__Consegna esercizio__
Scriva il seguito dell'articolo su Vincenzo Montella, riprendendo subito dopo l'ultima frase riportata.

__Testo da leggere__
————————

Gabriele Romagnoli, la Repubblica 06/11/2012, 6 novembre 2012
IL VOLO STRAORDINARIO DI MONTELLA L´AEROPLANINO DIVENTATO AZIENDALISTA
Sei uno di quelli bravi, forse (si vedrà) il più bravo della classe. Sei forte in tattica, strategia, risorse umane. Hai nozioni di economia e una coscienza sociale, pensi che «chiudere lo stabilimento Fiat di Pomigliano d´Arco sarebbe devastante». E non è che lo sai perché andando in vacanza a Capri passando di lì sulla spider di papà, ma perché tuo padre ci ha lavorato. Poi, tu hai studiato. Ma eri anche bravo in ginnastica e nella squadra di calcio del liceo. Avevi tutto per piacerci, magari potevi evitare di adulare il professore. Può pure darsi che fossi sincero, che lo pensassi veramente, ma non potevi distinguerti? Ci sono in giro già abbastanza devoti: da El Shaarawy che dedica il gol al suo presidente Berlusconi, a Ljajic che scomoda l´Altissimo della religione islamica e i riti sacrificali. Mancava Vincenzo Montella e elogiare i Della Valle perché: «Sanno motivare i dipendenti». Un eccesso di entusiasmo aziendalista può capitare, dev´essere che l´hanno motivato tanto.
Per il resto, la sua stagione in viola si sta rivelando strepitosa quanto la precedente al Catania e lo spicchio finale alla Roma in cui vinse il derby e portò la squadra in Europa. Come noto, tre indizi fanno una prova: questo ci sa fare.
Confesso: ho un debole per Montella. Molti anni fa, durante una conversazione nel suo studio all´ultimo piano di un palazzo su Park Avenue l´avvocato Agnelli, dopo una battuta su Napoleone e un parere su Hillary Clinton, mi chiese: «Ma secondo lei è più forte Inzaghi o Montella?». Risposi: «Montella». Era il 1997: Montella aveva giocato 28 partite (nella Samp) segnando 22 gol, Inzaghi 33 (nell´Atlanta) segnandone 24. La Juventus comprò Inzaghi. E forse fece bene. Gli Agnelli sapevano motivare i dipendenti. Marchionne, il giusto.

————————

__Estratto dati__
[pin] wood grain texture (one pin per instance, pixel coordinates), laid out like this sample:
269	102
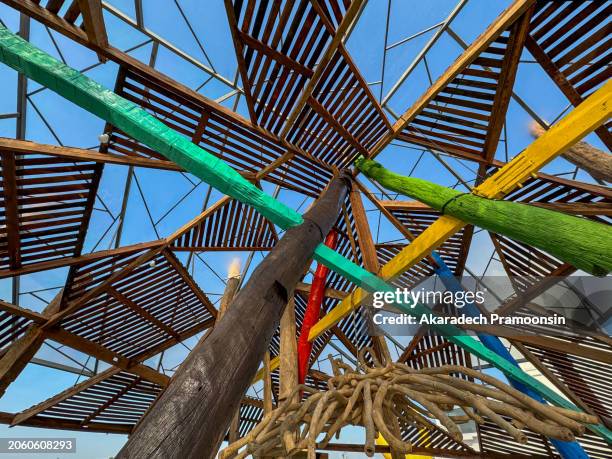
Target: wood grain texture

————————

__Risposta al compito__
Uno che non sapeva motivare Montella era Fabio Capello, che non lo usò mai abbastanza, preferendogli Totti, e ci sta, Batistuta anche da scarico e perfino Del Vecchio. È una lezione che, da allenatore, Vincenzino ha imparato: non lascia mai in panchina uno di quelli che possono fare la differenza, mai un bomber. A Firenze, ne avesse, li metterebbe tutti. Fa che l´aeroplanino di Berbatov non fosse stato dirottato e aggiungi un +3 alla classifica che già così è buona. Non è di quelli che si bloccano per un problema caratteriale: ha trovato spazio a Ljajic nonostante attiri gli schiaffi; ha recuperato Pizarro che nella Roma di Ranieri avevamo lasciato in bagno, alle prese con la dissenteria; sta rigenerando Toni che era già passato dal rottamatore e non sentiva più la sveglia nemmeno a mettergliela sul cuscino.
Ci voleva dell´impegno, avendolo in casa, a preferirgli due prodotti esotici: uno acerbo (Luis Enrique), l´altro stagionato (Zeman). Ma Baldini andava d´amore e d´accordo con Capello, un incontro con Montella non poteva che finire con la porta di casa che sbatteva. Poi, si sa, la Roma cercava un "progetto" e lui che cosa proponeva? A Catania ha assemblato una squadra lasciandola al successore senza bisogno di farle la ricarica. A Firenze sta facendo la stessa cosa. Prende dei medi calibri e li fa rendere al massimo. Crea un ambiente in cui, per questioni anagrafiche, è il primus inter pares. I giocatori vanno in tv e, invece che "mister", lo chiamano Vincenzo. Lui li osserva senza scomporsi. Non raggiunge la condizione cementizia di Zeman, tuttavia non muove muscolo vedendo Jo-Jo Jovetic sacramentare contro sa lui cosa.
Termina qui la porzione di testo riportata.